EXCERPTED PASSAGE: Begin
US20200085360A1

US20200085360A1 - Ring-type pulse oximeter

Info

Publication number: US20200085360A1
Application number: US16/613,552
Authority: US
Inventors: Haiquan YUAN; Congcong ZHOU
Original assignee: Hangzhou Megasens Technologies Co Ltd
Current assignee: Hangzhou Megasens Technologies Co Ltd
Priority date: 2017-12-08
Filing date: 2018-12-07
Publication date: 2020-03-19
Also published as: EP3721806A4; EP3721806A1; CN208573729U; WO2019110010A1

Abstract

Disclosed is a ring-type pulse oximeter, including a rigid ring body (1). A measurement unit (2) is arranged inside the rigid ring body (1), and an elastic device (3), a photodiode (4), and at least one light emitting diode (5) are protrudingly disposed on an inner circumferential surface of the rigid ring body (1). When the ring-type pulse oximeter is worn, the elastic device (3) is pressed, so that the photodiode (4) and the at least one light emitting diode (5) fit with a finger, light emitted by the light emitting diode (5) is attenuated by the finger, then received by the photodiode (4) and processed by the measurement unit (2) to calculate blood oxygen saturation. The ring-type pulse oximeter exerts a force on a portion of the finger, such that the finger maintains a tight fit to the photodiode (4) and the light-emitting diode (5), thereby providing a comfortable wearing experience as well as adaptability to different finger shapes, and improving measurement accuracy.

Description

RELATED APPLICATIONS

This application is a US National stage entry of International Application No. PCT/CN2018/119831, which designated the United States and was filed on Dec. 7, 2018, published in Chinese, which claims priority to Chinese, Application No. 201721700222.X, filed Dec. 8, 2017. The entire teachings of the above applications are incorporated herein by reference.

TECHNICAL FIELD

The utility model relates to the medical device field, and in particular, to a ring-type pulse oximeter.

BACKGROUND

Blood oxygen saturation is one of the key clinical physiological parameters. Currently, a monitor with a measurement host separated from a photoelectric sensor or a handheld blood oxygen saturation measurement instrument is mainly used for long term continuous measurement. These instruments are relatively large and are not suitable for wearing to perform continuous measurement. To make the blood oxygen saturation measurement instrument easy to wear, and not easy to fall off, there is a ring-type blood oxygen saturation measurement instrument worn on a finger in the prior art which solves the problem that the finger-clip type blood oxygen saturation measurement instrument is easy to fall off. However, because the elastic finger sleeve or the locking strap is used to adapt to different sizes of fingers, the problem of over-tightening is easily caused, and the radial pressure is exerted around the finger. Consequently, when the instrument is worn for a long time, it can cause poor blood flow and swelling feeling, which affects wearing comfort. In addition, since the shapes of the fingers are not the same, the fingers may not closely fit with the photoelectric sensor. Consequently, inaccurate measurement is caused.
EXCERPTED PASSAGE: End
DATASET EXTRACT: Begin
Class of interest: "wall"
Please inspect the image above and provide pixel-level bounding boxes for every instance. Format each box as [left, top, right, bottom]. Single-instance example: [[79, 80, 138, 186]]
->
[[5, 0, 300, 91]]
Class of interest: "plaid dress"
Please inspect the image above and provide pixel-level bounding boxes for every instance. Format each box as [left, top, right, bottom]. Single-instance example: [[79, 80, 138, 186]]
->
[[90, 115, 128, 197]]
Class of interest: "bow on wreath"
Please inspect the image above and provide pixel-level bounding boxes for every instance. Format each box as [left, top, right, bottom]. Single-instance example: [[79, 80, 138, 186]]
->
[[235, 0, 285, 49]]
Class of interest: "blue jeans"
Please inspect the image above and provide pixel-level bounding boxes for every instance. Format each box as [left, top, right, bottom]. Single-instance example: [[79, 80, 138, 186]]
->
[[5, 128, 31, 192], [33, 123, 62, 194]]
DATASET EXTRACT: End
● **ASSIGNED TASK 1**: Do these statements agree with the patent text? (a) The filing date is 2018-12-07. (b) The elastic device sits on the outer surface of the rigid ring body. (c) Earlier ring-type instruments tended to be over-tight because of an elastic finger sleeve or locking strap. For each, answer yes or no and quote the deciding words.
● **ASSIGNED TASK 2**: Copy from the patent text the part that opens with the words containing "Description" and closes with "herein by reference.".
Answer using only the patent text.

● **OUTPUT 1**:
(a) Yes: "Filing date: 2018-12-07"
(b) No: "protrudingly disposed on an inner circumferential surface of the rigid ring body (1)"
(c) Yes: "because the elastic finger sleeve or the locking strap is used to adapt to different sizes of fingers, the problem of over-tightening is easily caused"

● **OUTPUT 2**:
Description

RELATED APPLICATIONS

This application is a US National stage entry of International Application No. PCT/CN2018/119831, which designated the United States and was filed on Dec. 7, 2018, published in Chinese, which claims priority to Chinese, Application No. 201721700222.X, filed Dec. 8, 2017. The entire teachings of the above applications are incorporated herein by reference.